WHEREAS, Seller is the record and beneficial owner of
___________________ (_______) shares ("LST SHARES") of LST's common stock, par
value $.001 per share ("LST COMMON STOCK"), representing approximately .__% of
the issued capital stock of LST; and
WHEREAS, Seller desires to sell the LST Shares to Purchaser, and
Purchaser desires to purchase the LST Shares, upon the terms and conditions set
forth herein.
NOW, THEREFORE in consideration of the mutual promises and covenants
contained herein, and for other good valuable consideration, the receipt,
adequacy and sufficiency of which are hereby acknowledged, and subject to the
accuracy of the representations and warranties of the parties, the parties
hereto agree as follows:
I.

TASKS TO COMPLETE ▸
1. Please copy the stretch of the agreement excerpt from "WHEREAS, Seller is" through "forth herein." word for word.
2. Name every aspect of the consideration that the agreement excerpt says is hereby acknowledged.

DATA EXCERPTS ▸

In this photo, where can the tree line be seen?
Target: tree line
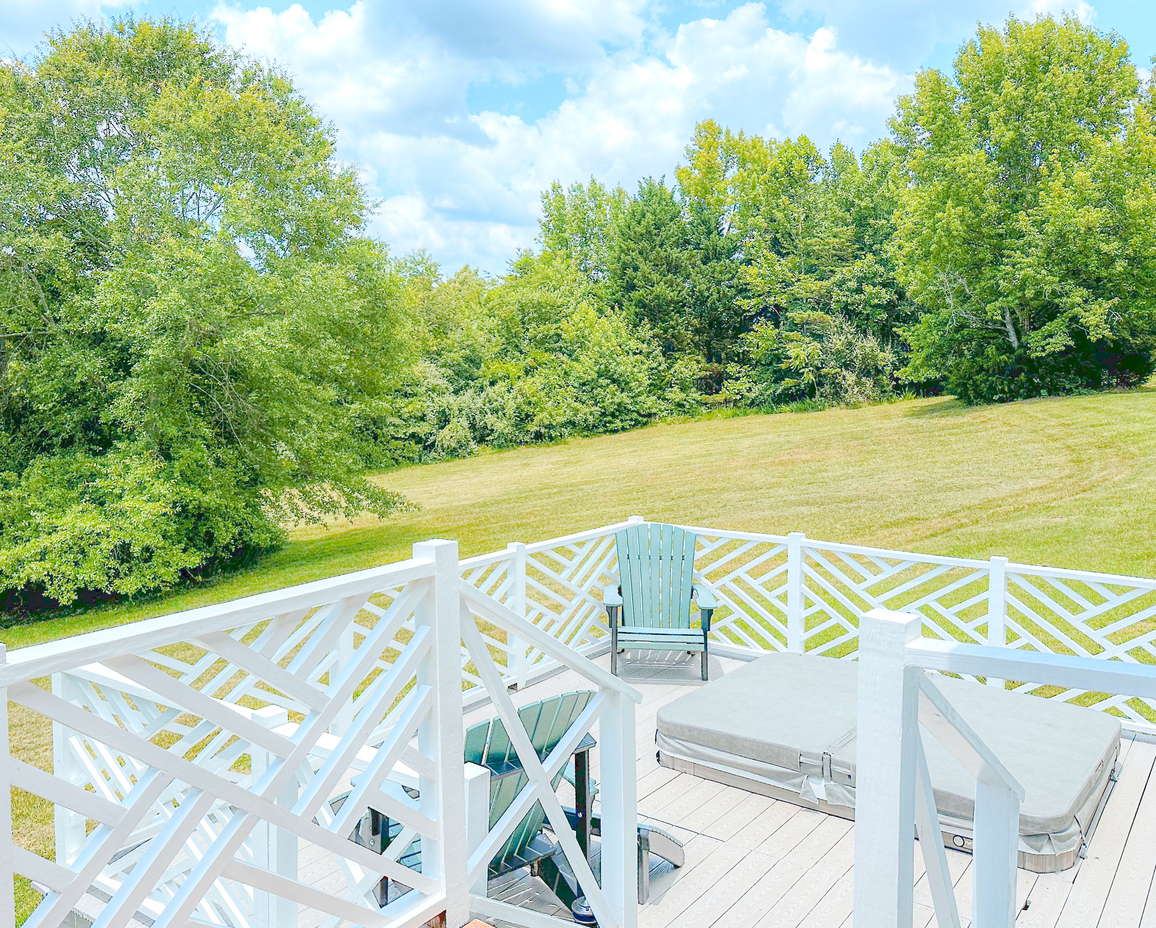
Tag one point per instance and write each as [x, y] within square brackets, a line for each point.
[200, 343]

--

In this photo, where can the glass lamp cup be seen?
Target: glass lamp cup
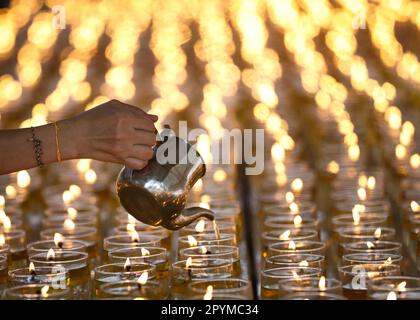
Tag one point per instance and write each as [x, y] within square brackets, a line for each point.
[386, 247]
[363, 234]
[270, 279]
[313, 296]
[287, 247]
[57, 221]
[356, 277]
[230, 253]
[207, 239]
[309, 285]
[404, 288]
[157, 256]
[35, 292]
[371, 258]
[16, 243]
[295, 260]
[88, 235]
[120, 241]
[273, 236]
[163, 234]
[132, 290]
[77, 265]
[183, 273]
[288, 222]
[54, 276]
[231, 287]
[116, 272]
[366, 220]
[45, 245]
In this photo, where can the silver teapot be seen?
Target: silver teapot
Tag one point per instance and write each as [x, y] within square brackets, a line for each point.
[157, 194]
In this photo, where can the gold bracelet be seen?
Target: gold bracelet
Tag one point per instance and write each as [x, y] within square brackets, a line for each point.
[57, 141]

==

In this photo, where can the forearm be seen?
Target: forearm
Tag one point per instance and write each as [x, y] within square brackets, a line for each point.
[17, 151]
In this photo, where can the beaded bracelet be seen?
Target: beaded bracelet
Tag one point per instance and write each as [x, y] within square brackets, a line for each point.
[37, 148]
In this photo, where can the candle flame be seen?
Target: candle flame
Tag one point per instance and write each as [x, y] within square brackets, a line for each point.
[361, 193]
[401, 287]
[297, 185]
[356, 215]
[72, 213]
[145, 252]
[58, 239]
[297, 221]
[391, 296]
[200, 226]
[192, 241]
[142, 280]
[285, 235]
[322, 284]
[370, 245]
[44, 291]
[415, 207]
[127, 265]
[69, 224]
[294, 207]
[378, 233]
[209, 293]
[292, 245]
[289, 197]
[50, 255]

ANSWERS TO THE PROBLEMS ▸
1.
WHEREAS, Seller is the record and beneficial owner of
___________________ (_______) shares ("LST SHARES") of LST's common stock, par
value $.001 per share ("LST COMMON STOCK"), representing approximately .__% of
the issued capital stock of LST; and
WHEREAS, Seller desires to sell the LST Shares to Purchaser, and
Purchaser desires to purchase the LST Shares, upon the terms and conditions set
forth herein.

2.
- receipt
- adequacy
- sufficiency